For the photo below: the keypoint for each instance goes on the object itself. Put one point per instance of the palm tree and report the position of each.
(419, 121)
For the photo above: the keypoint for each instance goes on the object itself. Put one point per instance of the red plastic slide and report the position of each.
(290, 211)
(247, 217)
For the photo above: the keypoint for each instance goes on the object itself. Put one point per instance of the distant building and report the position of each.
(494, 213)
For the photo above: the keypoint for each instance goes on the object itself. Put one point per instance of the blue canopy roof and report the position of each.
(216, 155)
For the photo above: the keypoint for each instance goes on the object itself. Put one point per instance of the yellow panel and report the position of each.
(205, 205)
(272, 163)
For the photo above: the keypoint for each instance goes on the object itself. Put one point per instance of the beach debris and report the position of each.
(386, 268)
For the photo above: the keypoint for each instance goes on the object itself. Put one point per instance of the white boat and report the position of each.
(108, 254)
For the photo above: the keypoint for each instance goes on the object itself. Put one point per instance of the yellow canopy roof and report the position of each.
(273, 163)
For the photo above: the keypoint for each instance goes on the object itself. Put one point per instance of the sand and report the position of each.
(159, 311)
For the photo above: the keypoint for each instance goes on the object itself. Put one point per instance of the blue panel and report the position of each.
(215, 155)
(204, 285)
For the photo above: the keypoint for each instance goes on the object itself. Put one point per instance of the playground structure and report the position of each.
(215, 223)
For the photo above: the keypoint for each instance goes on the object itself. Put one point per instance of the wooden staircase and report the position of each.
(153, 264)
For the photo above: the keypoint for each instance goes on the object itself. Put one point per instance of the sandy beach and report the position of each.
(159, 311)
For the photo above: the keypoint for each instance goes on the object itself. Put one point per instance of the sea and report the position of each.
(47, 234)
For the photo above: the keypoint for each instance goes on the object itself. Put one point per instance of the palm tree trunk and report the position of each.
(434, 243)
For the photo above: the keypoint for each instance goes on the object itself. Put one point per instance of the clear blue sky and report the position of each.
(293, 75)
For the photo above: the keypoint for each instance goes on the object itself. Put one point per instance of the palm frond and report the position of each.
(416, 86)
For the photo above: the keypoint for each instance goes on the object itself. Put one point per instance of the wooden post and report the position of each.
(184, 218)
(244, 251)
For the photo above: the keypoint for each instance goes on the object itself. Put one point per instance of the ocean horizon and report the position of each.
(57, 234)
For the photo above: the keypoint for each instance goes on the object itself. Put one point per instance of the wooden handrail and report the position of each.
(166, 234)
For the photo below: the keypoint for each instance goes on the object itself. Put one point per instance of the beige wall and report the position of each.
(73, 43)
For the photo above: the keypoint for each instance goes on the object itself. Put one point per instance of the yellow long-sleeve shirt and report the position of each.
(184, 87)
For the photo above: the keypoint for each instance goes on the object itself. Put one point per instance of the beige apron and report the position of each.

AIM ▸
Arrange every one of the records above as a numbered list, one line per item, and leave out any blank lines.

RESPONSE ▸
1. For the photo below: the keypoint for each instance goes on the object itself. Put one point per instance of the palm tree and report the position of each.
2. (419, 121)
3. For the photo above: the keypoint for each instance goes on the object itself. Put one point per instance of the red plastic slide and report the position of each.
4. (290, 211)
5. (247, 217)
6. For the photo above: the keypoint for each instance goes on the object itself. Put one point per instance of the distant building and report the position of each.
7. (494, 213)
8. For the photo above: the keypoint for each instance goes on the object itself. Put one point per instance of the blue canopy roof and report the position of each.
9. (216, 155)
10. For the photo above: the keypoint for each instance goes on the object itself. Put one point per instance of the yellow panel and report the position of each.
11. (205, 205)
12. (272, 163)
13. For the photo above: the keypoint for each instance goes on the object itself. Put one point per instance of the beach debris and report the position of each.
14. (386, 268)
15. For the photo above: the keypoint for each instance goes on the object itself. Put one point per instance of the white boat and report the position of each.
16. (108, 254)
17. For the photo above: the keypoint for each instance goes on the object itself. Put one point per instance of the yellow canopy roof and report the position of each.
18. (273, 163)
19. For the photo above: the keypoint for each instance goes on the object itself. Put one point per instance of the sand and report the position of each.
20. (159, 311)
21. For the photo above: the keypoint for each instance goes on the object itself. Put one point per instance of the blue panel and report the position of each.
22. (215, 155)
23. (204, 285)
24. For the photo above: the keypoint for each instance goes on the object itself. Put one point per instance of the playground structure and report the position of each.
25. (215, 223)
26. For the photo above: the keypoint for each instance goes on the object itself. Put one point per instance of the wooden staircase and report the position of each.
27. (153, 264)
28. For the photo above: the keypoint for each instance goes on the object itself. Put one point per instance of the sandy beach and report the position of each.
29. (159, 311)
30. For the photo above: the keypoint for each instance goes on the object itself. Put one point per instance of the sea and report the position of each.
31. (47, 234)
32. For the photo above: the keypoint for each instance goes on the object itself. Put one point per instance of the palm tree trunk and report the position of each.
33. (434, 243)
34. For the photo above: the keypoint for each instance goes on the object itself. Put one point per instance of the clear blue sky and report the position of each.
35. (293, 75)
36. For the photo above: the keypoint for each instance goes on the object itself. Put one point per instance of the palm frond and report the position of each.
37. (416, 86)
38. For the photo above: the keypoint for each instance goes on the object itself. Put one point per instance of the wooden post and report the position of each.
39. (184, 218)
40. (244, 251)
41. For the photo above: the keypoint for each instance goes on the object itself. Put one point per instance of the ocean horizon and report the position of each.
42. (57, 234)
43. For the photo above: the keypoint for each instance goes on the object itself. Put one point per instance of the wooden handrail and report the position of each.
44. (166, 234)
45. For the photo below: the keypoint for each instance goes on the object itself. Put one point per instance of the beige wall and report the position of each.
46. (73, 43)
47. For the photo above: the keypoint for each instance goes on the object itself. Put one point per instance of the yellow long-sleeve shirt and report the position of each.
48. (184, 87)
49. For the photo above: the keypoint for each instance goes on the object itself. Put one point per instance of the beige apron and report the position of each.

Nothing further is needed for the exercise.